To those ends, the plan is to reboard another aluminum tube and ride it to Paris and on to Beirut.
Here is our rough ininterary. More soon.
> > Bill & Erik leave SLC @ midnight on June 2
> > Meet with Tom Yellin in NY on June 3
> > Leave JFK on Wed. June 3
> > Arrive in Beirut @ 3:45 pm on June 4
> > June 5 - Meet Hiram, rent equipment, secure a driver/fixer. Film
> Patrick's speech?
> > night.
June 6 - film speech? Film "Dinner Table" scene & scenics
> > June 7 - Travel to Baalbeck in the morning. Begin filming in the
> > afternoon.
> > June 8-12 - Film in Baalbeck.
> > June 12 - Travel to Beirut in the evening.

▸ **Directive A**:
Answer these questions from the itinerary:
(i) When are Bill and Erik due to arrive in Beirut?
(ii) Who is the June 3 meeting in New York with?
(iii) What is planned for the evening of June 12?
▸ **Directive B**:
How many lines of the rows contain the string "reflection"? Case counts, and the reply should be the number alone.
The itinerary and the rows below it come from unrelated sources.

▸ **Records for this exercise**:
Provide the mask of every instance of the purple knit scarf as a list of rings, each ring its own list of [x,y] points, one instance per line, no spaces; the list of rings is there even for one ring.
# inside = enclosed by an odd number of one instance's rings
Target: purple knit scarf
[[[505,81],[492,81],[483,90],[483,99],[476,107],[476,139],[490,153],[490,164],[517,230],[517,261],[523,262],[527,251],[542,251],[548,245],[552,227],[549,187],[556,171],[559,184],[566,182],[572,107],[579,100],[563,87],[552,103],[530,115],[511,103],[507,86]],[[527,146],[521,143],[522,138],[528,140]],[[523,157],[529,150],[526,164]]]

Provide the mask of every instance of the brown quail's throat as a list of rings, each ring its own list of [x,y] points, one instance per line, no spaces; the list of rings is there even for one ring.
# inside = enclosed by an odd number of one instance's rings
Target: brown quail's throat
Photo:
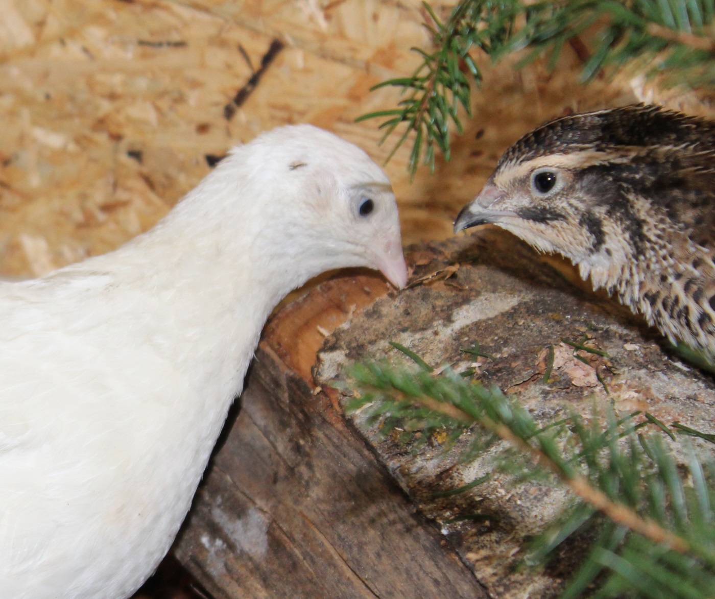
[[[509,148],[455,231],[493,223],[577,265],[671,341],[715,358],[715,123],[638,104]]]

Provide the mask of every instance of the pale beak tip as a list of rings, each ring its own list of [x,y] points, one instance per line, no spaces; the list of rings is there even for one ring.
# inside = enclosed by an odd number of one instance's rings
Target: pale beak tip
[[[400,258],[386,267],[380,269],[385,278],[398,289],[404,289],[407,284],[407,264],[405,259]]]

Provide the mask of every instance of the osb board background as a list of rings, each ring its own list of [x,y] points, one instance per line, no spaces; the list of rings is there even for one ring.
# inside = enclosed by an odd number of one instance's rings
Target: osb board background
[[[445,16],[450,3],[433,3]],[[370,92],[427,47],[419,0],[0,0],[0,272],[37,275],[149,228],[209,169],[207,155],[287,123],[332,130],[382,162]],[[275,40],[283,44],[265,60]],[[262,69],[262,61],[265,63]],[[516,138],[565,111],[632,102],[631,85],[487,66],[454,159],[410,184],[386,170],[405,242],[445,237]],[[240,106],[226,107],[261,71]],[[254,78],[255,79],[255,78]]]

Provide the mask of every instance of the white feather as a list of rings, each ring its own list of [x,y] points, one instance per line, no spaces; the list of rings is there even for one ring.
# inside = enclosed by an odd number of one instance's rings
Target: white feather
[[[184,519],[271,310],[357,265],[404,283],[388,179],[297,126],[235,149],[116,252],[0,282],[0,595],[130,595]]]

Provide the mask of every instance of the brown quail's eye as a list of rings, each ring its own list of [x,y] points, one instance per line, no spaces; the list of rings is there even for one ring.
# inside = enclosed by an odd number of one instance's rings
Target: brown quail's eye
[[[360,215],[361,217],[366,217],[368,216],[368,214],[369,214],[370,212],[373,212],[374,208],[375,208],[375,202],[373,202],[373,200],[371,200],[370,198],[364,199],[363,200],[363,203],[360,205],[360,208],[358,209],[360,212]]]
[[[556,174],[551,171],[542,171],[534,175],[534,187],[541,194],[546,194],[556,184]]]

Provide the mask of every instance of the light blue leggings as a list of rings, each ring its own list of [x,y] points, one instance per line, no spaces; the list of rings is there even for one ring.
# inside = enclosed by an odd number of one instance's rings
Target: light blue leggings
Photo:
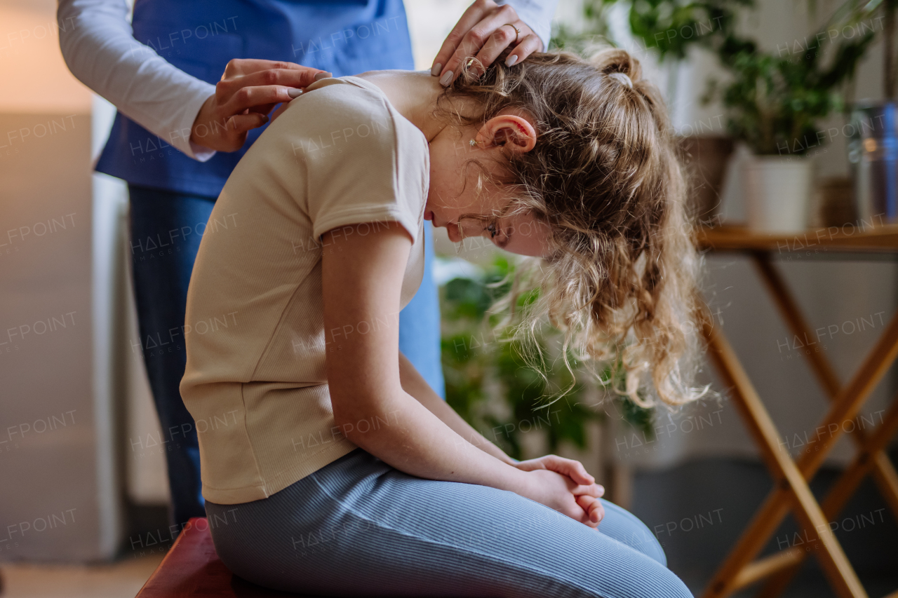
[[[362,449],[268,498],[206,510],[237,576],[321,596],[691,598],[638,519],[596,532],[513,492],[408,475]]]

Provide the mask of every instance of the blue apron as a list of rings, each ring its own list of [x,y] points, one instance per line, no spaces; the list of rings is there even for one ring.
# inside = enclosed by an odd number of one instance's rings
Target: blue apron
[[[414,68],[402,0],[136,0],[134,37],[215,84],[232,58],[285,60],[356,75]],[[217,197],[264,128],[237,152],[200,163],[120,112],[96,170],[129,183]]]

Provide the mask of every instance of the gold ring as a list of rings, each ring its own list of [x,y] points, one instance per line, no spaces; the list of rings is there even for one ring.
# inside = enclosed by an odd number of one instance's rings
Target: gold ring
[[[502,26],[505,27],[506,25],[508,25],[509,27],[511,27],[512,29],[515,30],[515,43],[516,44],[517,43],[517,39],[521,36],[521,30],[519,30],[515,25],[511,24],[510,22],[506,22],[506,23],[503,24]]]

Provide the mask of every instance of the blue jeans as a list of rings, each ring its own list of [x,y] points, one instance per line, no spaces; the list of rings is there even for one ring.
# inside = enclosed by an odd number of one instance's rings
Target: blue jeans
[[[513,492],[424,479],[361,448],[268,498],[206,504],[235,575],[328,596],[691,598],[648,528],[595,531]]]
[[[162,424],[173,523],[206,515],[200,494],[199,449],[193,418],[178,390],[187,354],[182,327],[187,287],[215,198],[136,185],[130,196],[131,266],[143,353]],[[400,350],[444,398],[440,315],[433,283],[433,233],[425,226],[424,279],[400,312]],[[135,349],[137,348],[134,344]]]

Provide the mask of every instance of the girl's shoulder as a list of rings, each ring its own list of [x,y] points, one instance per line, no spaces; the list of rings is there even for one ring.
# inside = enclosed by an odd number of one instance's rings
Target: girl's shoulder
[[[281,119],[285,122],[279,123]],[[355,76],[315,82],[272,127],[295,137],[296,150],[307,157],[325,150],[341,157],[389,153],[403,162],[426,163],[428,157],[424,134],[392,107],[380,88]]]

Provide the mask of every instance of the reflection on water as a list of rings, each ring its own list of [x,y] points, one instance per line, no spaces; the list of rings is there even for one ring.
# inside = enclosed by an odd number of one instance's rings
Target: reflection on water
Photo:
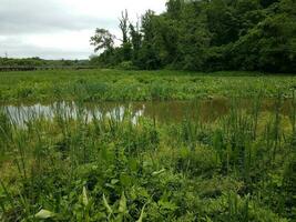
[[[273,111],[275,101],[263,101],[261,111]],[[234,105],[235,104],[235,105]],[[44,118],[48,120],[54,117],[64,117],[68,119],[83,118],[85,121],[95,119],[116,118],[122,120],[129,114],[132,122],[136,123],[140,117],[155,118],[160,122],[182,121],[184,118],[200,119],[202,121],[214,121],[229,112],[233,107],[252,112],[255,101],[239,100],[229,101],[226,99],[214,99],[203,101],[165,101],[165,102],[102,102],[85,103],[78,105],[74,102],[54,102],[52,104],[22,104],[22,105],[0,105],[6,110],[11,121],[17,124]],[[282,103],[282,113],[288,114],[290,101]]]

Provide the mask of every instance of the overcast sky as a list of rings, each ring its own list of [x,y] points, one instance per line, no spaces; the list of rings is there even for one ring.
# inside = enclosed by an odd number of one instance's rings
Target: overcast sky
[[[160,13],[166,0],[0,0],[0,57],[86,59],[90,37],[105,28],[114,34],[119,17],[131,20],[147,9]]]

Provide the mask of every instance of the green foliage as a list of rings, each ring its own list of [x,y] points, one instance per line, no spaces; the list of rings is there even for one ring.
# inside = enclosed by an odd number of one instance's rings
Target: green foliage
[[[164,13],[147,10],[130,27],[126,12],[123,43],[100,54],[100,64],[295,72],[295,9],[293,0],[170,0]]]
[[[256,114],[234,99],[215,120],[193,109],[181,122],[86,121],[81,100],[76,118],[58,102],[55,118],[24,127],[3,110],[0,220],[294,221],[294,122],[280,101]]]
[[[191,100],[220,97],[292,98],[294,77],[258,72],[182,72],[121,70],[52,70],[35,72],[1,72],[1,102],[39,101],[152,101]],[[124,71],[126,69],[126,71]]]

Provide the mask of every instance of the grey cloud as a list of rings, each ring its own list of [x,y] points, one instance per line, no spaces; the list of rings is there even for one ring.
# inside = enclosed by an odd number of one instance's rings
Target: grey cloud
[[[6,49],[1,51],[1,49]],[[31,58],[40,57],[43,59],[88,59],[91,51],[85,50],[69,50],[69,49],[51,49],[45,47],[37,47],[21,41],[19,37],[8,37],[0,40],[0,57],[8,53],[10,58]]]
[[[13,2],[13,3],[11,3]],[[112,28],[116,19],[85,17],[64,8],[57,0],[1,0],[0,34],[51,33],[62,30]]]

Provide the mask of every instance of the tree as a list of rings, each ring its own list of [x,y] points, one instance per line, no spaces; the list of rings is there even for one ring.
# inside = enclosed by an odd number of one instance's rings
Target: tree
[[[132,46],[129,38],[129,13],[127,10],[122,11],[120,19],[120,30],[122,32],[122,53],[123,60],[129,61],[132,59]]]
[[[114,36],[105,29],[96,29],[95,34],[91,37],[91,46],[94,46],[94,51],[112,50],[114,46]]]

▸ **Exercise result A**:
(i) At 3:45 pm on June 4.
(ii) Tom Yellin.
(iii) Travel to Beirut.

▸ **Exercise result B**:
2